#### Texte fourni
« Au nom du Seigneur, que tout genou fléchisse, au ciel, sur la terre et dans les enfers : car le Seigneur s’est fait obéissant jusqu’à la mort, et la mort de la croix. C’est pourquoi Jésus-Christ est Seigneur dans la gloire de Dieu le Père. Seigneur, exauce ma prière et que mon cri parvienne jusqu’à toi. » (Philippiens, 2, 10, 8, 11 ; Psaume 101, 2)
Commentaire spirituel
On l’a déjà constaté, rares sont les introïts, et même plus généralement les pièces de la messe dont le texte n’est pas extrait du psautier. C’est le cas ici puisque c’est à l’épître de saint Paul aux Philippiens que ce chant fait écho, et plus précisément à ce que l’on appelle l’hymne aux Philippiens, c’est-à-dire le chapitre 2 qui célèbre le double mouvement d’humiliation et d’exaltation du Christ en son humanité.
« Ayez entre vous les mêmes sentiments qui sont dans le Christ Jésus : Lui, de condition divine, ne retint pas jalousement le rang qui l’égalait à Dieu. Mais il s’anéantit lui-même, prenant condition d’esclave, et devenant semblable aux hommes. S’étant comporté comme un homme, il s’humilia plus encore, obéissant jusqu’à la mort, et à la mort sur une croix ! Aussi Dieu l’a-t-il exalté et lui a-t-il donné le Nom qui est au-dessus de tout nom, pour que tout, au nom de Jésus, s’agenouille, au plus haut des cieux, sur la terre et dans les enfers, et que toute langue proclame, de Jésus Christ, qu’il est Seigneur, à la gloire de Dieu le Père. »
Un simple regard comparatif sur ce texte majeur de la pensée paulinienne et sur le texte de notre introït, nous montre que le compositeur s’est senti très libre dans sa façon de citer l’Écriture : il a choisi en effet de privilégier la conclusion de l’hymne qui tire la conséquence de ce double mouvement qui aboutit à la gloire divine de Jésus. Cette conséquence, c’est l’adoration à laquelle, en tant que Seigneur, le Christ a droit de la part de toute créature, où qu’elle se situe. Mais entre les versets 10 et 11, le compositeur a intercalé le verset 8 qui témoigne de l’obéissance du Christ, cette obéissance jusqu’au bout qui témoigne de la puissance de son amour. C’est cette obéissance, liée au mystère de la mort et à celui de la croix, qui est ainsi placée au cœur du message de l’introït, comme elle l’est d’ailleurs dans l’hymne aux Philippiens, mais à sa place, la dernière dans la série des humiliations par lesquelles Dieu s’est abaissé jusqu’à nous. Ici, on peut dire que l’obéissance est plus explicitement exaltée comme étant le grand signe qui nous permet de reconnaître Dieu et de l’adorer dans la gloire. Il n’y a pas vraiment de changement dans le message, car le sens du texte de saint Paul est exactement le même. Il s’agit juste ici d’admirer l’audace des compositeurs antiques qui ne craignent pas de toucher à la lettre du texte sacré, d’en bouleverser un peu les mots sinon les idées, pour mettre en valeur, grâce à la mélodie, une notion qui leur paraît importante. Il s’agit donc d’une interprétation, mais toute pleine de respect, toute soumise à l’inspiration scripturaire et désireuse de servir le sens profond du texte biblique.
########
#### Extraits de données
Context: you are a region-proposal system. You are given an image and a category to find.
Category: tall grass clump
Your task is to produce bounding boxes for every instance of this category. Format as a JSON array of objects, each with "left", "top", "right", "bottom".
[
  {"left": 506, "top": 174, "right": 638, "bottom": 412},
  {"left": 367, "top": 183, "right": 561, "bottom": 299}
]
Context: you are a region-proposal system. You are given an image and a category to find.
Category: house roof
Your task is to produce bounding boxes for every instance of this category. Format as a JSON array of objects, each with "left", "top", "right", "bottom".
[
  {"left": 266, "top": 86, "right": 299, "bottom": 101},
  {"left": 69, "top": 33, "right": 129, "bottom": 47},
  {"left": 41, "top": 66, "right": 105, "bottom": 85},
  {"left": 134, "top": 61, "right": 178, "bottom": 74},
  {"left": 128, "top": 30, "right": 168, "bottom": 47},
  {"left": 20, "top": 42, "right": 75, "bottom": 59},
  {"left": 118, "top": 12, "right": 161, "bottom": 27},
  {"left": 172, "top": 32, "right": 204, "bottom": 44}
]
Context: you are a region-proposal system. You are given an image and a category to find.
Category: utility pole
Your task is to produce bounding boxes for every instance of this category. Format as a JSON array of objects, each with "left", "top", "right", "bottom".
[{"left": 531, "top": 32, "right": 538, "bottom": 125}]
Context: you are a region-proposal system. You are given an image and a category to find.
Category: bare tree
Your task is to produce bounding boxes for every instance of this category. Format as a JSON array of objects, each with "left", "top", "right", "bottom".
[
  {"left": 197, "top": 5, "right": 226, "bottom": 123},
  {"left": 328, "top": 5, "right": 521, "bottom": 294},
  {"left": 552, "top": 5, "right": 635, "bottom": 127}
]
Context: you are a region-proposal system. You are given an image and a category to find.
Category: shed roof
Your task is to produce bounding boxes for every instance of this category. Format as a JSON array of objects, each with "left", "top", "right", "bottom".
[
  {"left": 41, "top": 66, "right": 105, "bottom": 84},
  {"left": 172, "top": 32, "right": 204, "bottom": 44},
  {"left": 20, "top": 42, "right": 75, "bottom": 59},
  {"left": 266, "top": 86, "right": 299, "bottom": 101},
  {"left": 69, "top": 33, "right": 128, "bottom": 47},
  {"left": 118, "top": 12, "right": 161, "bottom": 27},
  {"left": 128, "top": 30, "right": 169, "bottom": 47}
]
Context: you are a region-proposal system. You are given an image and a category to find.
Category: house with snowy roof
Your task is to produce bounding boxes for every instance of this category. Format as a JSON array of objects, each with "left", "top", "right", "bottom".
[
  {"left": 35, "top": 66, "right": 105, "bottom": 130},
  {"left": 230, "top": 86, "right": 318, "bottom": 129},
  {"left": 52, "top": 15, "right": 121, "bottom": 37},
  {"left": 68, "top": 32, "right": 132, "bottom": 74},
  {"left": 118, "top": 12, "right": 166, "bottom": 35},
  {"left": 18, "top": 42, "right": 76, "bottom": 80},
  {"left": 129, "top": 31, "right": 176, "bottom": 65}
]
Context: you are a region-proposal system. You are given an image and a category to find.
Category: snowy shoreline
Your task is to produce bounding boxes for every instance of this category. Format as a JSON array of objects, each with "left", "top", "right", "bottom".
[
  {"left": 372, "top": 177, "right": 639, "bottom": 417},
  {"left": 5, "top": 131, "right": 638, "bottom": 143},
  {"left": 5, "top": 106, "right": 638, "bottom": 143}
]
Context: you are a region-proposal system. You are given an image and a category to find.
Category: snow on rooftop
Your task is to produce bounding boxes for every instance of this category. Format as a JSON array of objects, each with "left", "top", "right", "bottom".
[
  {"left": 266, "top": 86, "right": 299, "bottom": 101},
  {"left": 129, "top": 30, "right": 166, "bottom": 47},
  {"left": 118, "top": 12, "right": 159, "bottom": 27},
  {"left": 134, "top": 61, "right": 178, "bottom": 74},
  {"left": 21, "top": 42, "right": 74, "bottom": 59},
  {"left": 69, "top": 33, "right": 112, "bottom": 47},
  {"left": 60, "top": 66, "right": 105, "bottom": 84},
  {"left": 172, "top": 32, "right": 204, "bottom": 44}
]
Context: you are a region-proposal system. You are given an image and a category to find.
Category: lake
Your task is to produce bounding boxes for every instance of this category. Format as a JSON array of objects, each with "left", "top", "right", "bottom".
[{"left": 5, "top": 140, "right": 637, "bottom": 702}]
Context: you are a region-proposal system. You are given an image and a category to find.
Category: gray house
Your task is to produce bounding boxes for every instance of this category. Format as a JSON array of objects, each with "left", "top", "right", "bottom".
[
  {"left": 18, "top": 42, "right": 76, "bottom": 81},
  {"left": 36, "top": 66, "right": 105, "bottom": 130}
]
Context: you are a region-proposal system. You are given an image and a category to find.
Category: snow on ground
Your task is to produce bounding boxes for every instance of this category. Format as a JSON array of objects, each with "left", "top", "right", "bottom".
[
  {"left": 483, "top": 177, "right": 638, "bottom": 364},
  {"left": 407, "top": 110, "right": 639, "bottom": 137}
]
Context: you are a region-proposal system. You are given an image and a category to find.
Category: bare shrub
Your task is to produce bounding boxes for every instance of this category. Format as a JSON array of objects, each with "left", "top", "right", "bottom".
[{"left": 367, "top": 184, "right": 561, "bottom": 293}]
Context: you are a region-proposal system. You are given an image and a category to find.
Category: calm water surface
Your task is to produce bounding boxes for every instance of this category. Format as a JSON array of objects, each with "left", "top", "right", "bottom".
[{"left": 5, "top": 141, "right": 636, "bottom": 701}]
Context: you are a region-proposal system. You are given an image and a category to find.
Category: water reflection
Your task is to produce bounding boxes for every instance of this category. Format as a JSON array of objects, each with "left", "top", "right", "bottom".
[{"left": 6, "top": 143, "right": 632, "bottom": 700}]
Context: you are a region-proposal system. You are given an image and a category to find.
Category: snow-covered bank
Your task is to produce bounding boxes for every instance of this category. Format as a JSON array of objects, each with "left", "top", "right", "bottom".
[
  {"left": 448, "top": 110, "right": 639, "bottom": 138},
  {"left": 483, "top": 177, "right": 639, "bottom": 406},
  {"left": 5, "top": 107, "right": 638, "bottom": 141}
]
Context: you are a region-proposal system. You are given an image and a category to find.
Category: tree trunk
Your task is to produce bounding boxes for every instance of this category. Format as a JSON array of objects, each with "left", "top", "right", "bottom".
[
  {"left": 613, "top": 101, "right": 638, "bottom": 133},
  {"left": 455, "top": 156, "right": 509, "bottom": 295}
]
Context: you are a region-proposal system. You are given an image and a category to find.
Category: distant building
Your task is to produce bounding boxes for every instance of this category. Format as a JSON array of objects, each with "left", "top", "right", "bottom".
########
#### Extraits de données
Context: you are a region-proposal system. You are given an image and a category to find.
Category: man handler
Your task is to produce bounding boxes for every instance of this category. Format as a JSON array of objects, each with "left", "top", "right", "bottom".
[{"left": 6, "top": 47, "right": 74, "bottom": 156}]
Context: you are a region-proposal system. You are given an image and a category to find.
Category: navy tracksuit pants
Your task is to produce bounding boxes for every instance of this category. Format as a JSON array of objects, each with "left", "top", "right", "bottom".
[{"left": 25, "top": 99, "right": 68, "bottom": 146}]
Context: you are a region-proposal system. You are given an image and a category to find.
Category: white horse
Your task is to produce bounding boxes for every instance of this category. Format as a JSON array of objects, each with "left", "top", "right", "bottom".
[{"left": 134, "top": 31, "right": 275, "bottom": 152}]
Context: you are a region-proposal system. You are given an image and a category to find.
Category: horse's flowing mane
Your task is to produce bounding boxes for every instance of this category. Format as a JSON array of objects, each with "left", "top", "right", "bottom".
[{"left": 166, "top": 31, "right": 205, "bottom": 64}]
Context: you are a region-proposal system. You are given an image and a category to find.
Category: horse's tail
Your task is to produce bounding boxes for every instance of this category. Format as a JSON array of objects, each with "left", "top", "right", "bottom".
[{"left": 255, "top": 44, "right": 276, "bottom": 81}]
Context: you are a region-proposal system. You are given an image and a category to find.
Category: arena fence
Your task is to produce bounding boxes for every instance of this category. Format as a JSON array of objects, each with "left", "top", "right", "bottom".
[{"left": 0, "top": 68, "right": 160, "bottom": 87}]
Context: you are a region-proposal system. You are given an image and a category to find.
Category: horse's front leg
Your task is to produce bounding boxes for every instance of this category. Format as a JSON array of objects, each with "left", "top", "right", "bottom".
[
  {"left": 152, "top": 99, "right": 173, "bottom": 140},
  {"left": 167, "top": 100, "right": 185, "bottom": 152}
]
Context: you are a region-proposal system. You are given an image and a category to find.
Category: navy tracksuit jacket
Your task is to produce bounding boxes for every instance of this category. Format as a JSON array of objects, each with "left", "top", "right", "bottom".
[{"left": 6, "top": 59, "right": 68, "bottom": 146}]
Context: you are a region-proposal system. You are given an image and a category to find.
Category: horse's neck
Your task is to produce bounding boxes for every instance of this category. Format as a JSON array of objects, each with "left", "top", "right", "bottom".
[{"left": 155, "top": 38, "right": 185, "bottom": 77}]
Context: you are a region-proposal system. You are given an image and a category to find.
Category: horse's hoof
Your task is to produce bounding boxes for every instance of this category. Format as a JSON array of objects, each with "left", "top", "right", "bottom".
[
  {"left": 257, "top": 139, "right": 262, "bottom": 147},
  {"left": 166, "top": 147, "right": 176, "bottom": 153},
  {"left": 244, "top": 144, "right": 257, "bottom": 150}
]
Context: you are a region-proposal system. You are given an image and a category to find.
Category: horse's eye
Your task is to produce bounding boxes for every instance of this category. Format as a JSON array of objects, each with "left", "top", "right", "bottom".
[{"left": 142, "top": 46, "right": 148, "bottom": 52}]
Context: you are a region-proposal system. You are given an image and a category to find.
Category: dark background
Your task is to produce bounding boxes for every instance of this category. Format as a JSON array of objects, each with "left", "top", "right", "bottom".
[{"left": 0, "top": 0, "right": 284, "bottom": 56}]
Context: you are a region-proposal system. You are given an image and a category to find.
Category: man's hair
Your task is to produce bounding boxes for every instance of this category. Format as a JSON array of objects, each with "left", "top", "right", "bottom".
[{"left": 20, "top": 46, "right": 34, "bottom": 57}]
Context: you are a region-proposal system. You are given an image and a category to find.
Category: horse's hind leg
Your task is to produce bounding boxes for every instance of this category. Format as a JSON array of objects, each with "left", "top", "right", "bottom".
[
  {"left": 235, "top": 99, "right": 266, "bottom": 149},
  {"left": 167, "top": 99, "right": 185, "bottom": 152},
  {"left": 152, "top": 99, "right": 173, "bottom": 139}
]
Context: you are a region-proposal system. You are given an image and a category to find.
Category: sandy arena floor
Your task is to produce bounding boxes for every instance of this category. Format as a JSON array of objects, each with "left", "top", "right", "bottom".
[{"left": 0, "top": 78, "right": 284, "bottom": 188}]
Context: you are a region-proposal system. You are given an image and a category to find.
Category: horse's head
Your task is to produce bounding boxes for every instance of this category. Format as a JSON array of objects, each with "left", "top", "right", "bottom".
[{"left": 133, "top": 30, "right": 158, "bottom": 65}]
########
**Consignes de l'exercice**
Veuillez recopier fidèlement, dans le texte fourni, le passage qui va de « Commentaire spirituel » jusqu'à « en son humanité. ». Seul le texte fourni doit servir de référence.

**Solution du problème**
Commentaire spirituel
On l’a déjà constaté, rares sont les introïts, et même plus généralement les pièces de la messe dont le texte n’est pas extrait du psautier. C’est le cas ici puisque c’est à l’épître de saint Paul aux Philippiens que ce chant fait écho, et plus précisément à ce que l’on appelle l’hymne aux Philippiens, c’est-à-dire le chapitre 2 qui célèbre le double mouvement d’humiliation et d’exaltation du Christ en son humanité.